**Problems and tasks**
A. Reproduce the passage of the HSP project descriptions between "Funded from the New" and "of CBW-relevant technologies.", inclusive, without changing a word.
B. Carry on the account of HSP research projects, starting right after its final sentence.

===== Provided text

A project detailing authoritatively how the OPCW was built by its
Preparatory Commission during 1993-97. It was funded by grants from
the foreign ministries of Japan, the Netherlands and the UK. For
details click here. Daniel
Feakes, Ian Kenyon and Julian Robinson were the HSP researchers
primarily involved.
Dual use
in genomics. Initially funded from the Science in Society programme
of the UK Economic & Social Research Council, this was an investigation
of possible impacts on biotechnology of dual-use controls introduced
in order to enhance biosecurity in the UK. For details click here.
Caitríona McLeish was the lead HSP researcher in this work,
which also benefited from input from Tony Phillips.
ASSRBCVUL.
A collaboration in which the University of Sussex joined with five
overseas research institutions to assess the vulnerability of European
society to radiological, biological and chemical terrorist attacks
and to propose and evaluate countermeasures. For details click here.
The project was what the European Commission (the sponsoring organization)
called a 'coordination action', and the contributions to it from
the University of Sussex were provided by HSP Sussex.
Civil society
and CBW. Funded from the Non-Govermental Public Action programme
of the UK Economic & Social Research Council, this project examined
the role and influence of civil society on attempts to eliminate
biological and chemical weapons, with particular focus on national
efforts within the UK and on recent activities to establish a global
civil society monitoring network. Daniel Feakes was the HSP researcher
leading this work.
Non-state
actors and the globalization of chemical and biological WMD technologies.
Funded from the New Security Challenges programme of the UK Economic
& Social Research Council, this investigation used recently-validated
research methods to conceptualise how heterogeneous non-state actors
enrol one another to create, overturn and enforce regulatory regimes
that frame and constrain the development of CBW-relevant technologies.
For details click here.
The project was carried out by Daniel Feakes, Caitríona McLeish,
and Julian Robinson.
Field investigations
This HSP research activity is exemplified by the on-site investigation
of the anthrax outbreak of 1979 in Sverdlovsk, USSR, organized and
led in 1992 and 1993 by the Harvard HSP director, Matthew Meselson.

==========
===== Dataset records

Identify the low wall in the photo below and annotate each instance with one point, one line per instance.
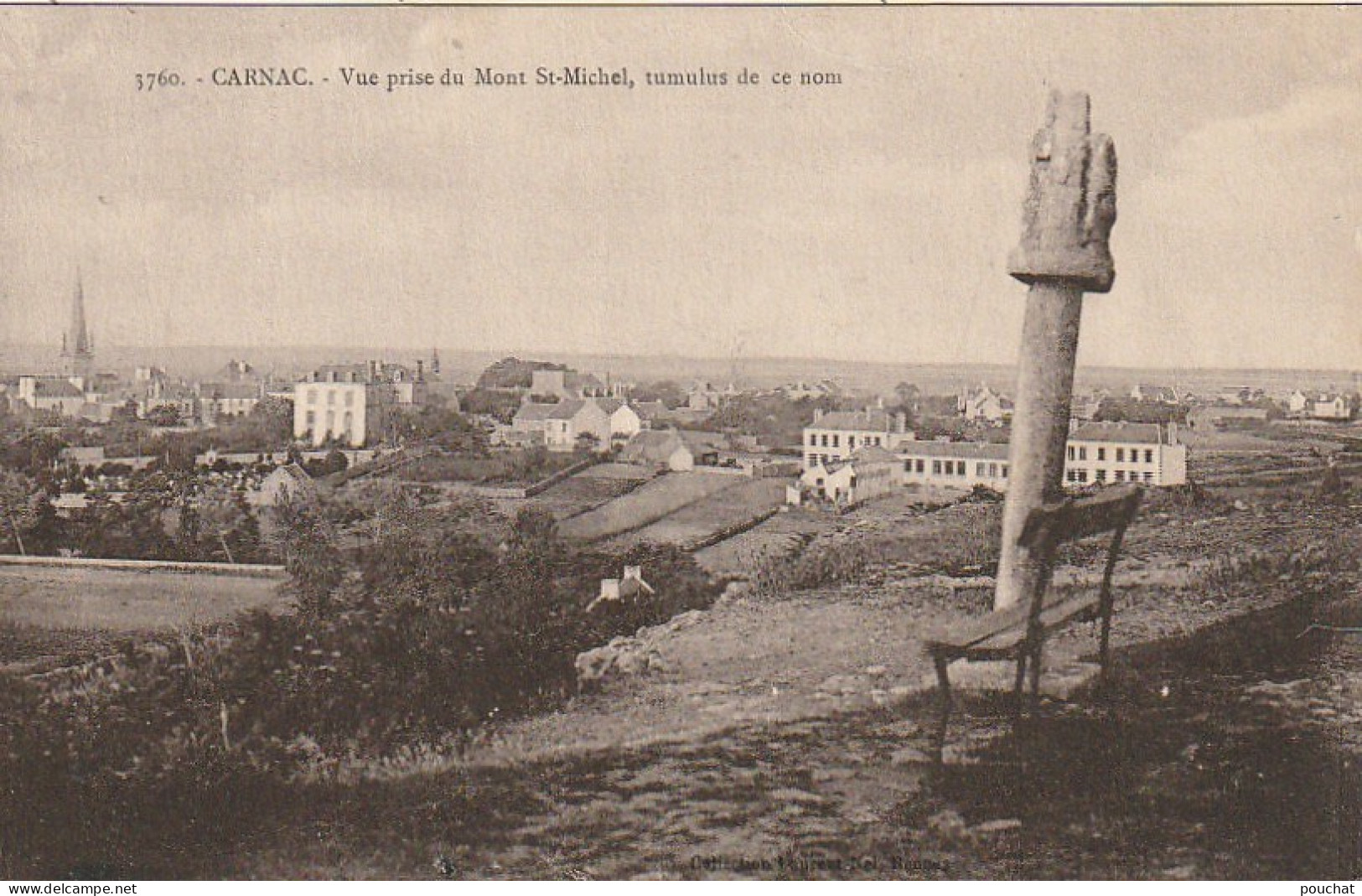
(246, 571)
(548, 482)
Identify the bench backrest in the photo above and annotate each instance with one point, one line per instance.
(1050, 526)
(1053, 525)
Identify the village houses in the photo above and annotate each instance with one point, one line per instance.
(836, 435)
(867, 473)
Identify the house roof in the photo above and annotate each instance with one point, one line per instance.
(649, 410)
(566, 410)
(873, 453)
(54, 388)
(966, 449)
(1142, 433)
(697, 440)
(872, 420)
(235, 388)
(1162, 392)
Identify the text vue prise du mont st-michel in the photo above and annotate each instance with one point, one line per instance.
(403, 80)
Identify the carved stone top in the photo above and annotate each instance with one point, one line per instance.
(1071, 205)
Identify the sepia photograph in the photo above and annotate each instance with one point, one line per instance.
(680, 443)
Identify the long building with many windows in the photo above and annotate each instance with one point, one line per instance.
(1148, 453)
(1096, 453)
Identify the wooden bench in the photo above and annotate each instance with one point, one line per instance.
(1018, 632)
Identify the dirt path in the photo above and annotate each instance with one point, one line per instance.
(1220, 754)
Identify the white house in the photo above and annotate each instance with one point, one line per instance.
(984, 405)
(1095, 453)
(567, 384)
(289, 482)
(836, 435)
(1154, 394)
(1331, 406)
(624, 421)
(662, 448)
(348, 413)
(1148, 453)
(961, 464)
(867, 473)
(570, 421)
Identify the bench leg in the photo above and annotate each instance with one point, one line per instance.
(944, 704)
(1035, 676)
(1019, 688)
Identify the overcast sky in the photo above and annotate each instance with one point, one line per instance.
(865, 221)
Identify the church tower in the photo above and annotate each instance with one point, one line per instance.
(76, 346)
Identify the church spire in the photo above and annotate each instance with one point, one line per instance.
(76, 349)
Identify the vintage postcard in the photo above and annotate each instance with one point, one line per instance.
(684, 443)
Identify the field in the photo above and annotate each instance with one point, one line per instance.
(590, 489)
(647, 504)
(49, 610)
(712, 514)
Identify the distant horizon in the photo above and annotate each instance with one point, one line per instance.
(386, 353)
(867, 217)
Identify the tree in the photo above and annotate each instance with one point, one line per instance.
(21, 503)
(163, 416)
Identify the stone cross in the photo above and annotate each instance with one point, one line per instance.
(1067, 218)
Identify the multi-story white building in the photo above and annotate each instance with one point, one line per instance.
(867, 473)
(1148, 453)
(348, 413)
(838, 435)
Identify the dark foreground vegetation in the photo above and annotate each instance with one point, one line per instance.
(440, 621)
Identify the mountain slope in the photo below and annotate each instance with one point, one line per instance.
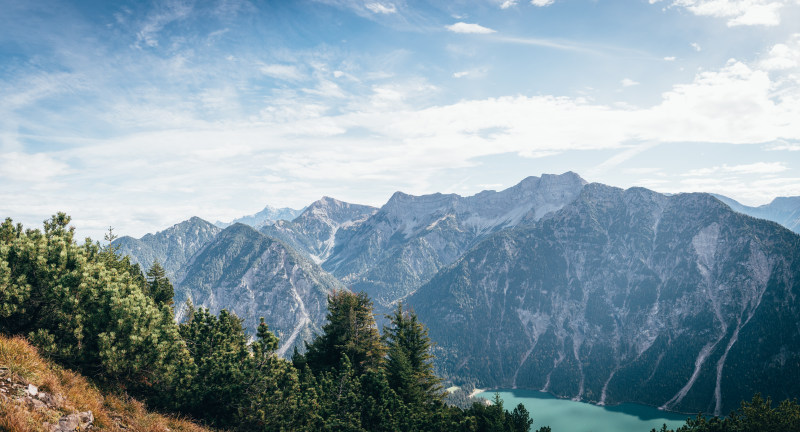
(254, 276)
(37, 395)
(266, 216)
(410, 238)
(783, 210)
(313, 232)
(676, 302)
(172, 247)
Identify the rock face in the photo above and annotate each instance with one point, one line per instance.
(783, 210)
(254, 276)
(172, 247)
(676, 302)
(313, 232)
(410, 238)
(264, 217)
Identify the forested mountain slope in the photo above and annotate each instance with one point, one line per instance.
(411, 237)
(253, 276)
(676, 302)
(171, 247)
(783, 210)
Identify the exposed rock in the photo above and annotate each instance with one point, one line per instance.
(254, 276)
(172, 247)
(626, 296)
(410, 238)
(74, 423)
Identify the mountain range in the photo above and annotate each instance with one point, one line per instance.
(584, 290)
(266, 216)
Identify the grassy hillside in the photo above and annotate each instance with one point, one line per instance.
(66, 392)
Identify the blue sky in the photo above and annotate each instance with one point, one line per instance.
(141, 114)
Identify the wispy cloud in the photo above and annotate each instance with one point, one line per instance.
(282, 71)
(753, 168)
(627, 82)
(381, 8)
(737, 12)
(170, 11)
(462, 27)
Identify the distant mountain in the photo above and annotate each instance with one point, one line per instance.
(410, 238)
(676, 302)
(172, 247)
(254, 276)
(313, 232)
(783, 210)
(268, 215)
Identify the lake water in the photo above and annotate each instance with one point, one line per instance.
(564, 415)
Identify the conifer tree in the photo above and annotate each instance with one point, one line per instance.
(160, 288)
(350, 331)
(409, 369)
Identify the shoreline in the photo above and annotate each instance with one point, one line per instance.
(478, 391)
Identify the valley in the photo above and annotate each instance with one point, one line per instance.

==========

**Numbered responses**
A.
Funded from the New Security Challenges programme of the UK Economic
& Social Research Council, this investigation used recently-validated
research methods to conceptualise how heterogeneous non-state actors
enrol one another to create, overturn and enforce regulatory regimes
that frame and constrain the development of CBW-relevant technologies.

B.
Its definitive findings have been published in the Proceedings of
the US National Academy of Sciences, in the journal Science, and
in the book Anthrax: the investigation of a deadly outbreak (University
of California Press, 1999) by HSP Associate Jeanne Guillemin. This
inquiry followed an earlier HSP investigation of the 'yellow rain'
phenomenon in southeast Asia, which demonstrated that the yellow
materials at first thought to be samples of a CBW agent were in
actuality the harmless droppings of large swarms of wild honey-bees.
These findings were published in Nature, Science and Foreign Policy.
What both these HSP inquiries revealed was the importance of independent
and properly conducted scientific investigation as backstop to the
efforts of governments to understand complex events possibly associated
with biological or chemical weapons. Since then, HSP has involved
itself in preliminary inquiries regarding several other alleged
CBW events (in, for example, Iran, Iraqi Kurdistan, Burma, southern
Africa, Sudan and Palestine) but they have not yet proceeded to
field investigation.
On the basis
of this experience, HSP is well suited to pursuing, should occasion
arise, 'open source plus' research in which, on very specific matters
such as allegations of use or other forms of non-compliance with
international CBW agreements, HSP engages in field work aimed at
building upon existing published sources of information through
interviews, for example, or through sample collection and analysis.